Stored items:
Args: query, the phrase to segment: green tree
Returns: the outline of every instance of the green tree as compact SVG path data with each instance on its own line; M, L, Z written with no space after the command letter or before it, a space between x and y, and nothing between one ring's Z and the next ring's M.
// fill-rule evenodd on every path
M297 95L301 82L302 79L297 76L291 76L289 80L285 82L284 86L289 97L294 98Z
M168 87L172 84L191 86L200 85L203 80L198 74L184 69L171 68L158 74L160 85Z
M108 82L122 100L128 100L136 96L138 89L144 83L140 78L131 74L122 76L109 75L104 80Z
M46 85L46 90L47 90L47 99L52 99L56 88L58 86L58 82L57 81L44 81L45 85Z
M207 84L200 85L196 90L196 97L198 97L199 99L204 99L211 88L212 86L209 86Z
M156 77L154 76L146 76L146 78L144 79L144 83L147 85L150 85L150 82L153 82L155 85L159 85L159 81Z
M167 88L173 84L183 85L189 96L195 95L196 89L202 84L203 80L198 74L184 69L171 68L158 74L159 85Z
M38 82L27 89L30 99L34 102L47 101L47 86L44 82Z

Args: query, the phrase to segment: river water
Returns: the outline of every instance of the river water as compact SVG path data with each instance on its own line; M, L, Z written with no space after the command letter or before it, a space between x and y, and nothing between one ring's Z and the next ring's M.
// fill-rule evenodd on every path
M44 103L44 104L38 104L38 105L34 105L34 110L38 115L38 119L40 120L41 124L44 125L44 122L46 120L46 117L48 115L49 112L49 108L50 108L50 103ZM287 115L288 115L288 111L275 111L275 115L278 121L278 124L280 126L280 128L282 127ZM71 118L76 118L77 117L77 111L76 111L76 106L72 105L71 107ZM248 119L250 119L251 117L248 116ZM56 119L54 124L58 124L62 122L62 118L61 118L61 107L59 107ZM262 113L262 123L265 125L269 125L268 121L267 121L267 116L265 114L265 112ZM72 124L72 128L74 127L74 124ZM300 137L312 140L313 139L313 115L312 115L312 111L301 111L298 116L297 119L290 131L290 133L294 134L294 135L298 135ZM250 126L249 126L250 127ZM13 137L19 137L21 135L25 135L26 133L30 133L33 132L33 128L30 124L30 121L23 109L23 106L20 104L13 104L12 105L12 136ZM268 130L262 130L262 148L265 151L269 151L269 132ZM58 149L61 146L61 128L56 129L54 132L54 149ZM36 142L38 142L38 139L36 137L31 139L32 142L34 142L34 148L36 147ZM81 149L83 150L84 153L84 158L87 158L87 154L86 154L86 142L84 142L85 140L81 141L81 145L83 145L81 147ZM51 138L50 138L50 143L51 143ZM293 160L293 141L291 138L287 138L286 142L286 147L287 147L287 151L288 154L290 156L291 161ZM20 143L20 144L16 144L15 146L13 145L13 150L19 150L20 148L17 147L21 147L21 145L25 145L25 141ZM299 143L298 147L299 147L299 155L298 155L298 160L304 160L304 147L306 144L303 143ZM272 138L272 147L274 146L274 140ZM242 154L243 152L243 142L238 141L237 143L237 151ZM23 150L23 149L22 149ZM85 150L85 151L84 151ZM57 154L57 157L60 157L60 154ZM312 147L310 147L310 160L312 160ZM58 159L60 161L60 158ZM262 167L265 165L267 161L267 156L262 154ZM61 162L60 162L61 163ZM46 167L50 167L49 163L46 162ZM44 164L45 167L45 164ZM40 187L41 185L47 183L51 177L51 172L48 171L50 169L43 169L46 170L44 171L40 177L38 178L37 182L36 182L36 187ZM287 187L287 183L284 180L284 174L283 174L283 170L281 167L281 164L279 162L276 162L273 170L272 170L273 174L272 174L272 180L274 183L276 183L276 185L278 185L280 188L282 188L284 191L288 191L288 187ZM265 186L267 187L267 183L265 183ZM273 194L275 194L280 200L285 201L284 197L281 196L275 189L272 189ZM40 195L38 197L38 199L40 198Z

### What is needed
Begin with the line above that has "Returns: the outline of every instance of the green" and continue through the line that has "Returns: the outline of every instance of the river", setting each one down exactly. Stop there.

### Reply
Returns: the outline of every instance of the green tree as compact SVG path data with each instance on its own line; M, L, Z written with no space after the command letter or before it, a space between x and y, and nothing between one ring's Z and the next ring's M.
// fill-rule evenodd on every path
M297 95L301 82L302 79L297 76L291 76L289 80L285 82L284 86L289 97L294 98Z
M168 87L172 84L191 86L200 85L203 80L198 74L184 69L171 68L158 74L160 85Z
M108 82L122 100L128 100L136 96L138 89L144 83L140 78L131 74L122 76L109 75L104 80Z
M46 85L46 90L47 90L47 99L52 99L56 88L58 86L58 82L57 81L44 81L45 85Z
M207 84L200 85L196 90L196 97L198 97L199 99L204 99L211 88L212 86L209 86Z
M156 77L154 76L146 76L146 78L144 79L144 83L147 85L150 85L150 82L153 82L155 85L159 85L159 81Z
M167 88L173 84L183 85L189 96L195 95L196 89L202 84L203 80L198 74L184 69L171 68L158 74L159 85Z
M38 82L27 89L30 99L34 102L47 101L47 86L44 82Z

Args: query, the phrase to segment: river water
Returns: the outline of every instance of the river water as compact SVG path data with each instance on its own line; M, L, Z written with no space after the command letter or before it, a space between x and y, and nothing between one ring's Z and the next ring's M.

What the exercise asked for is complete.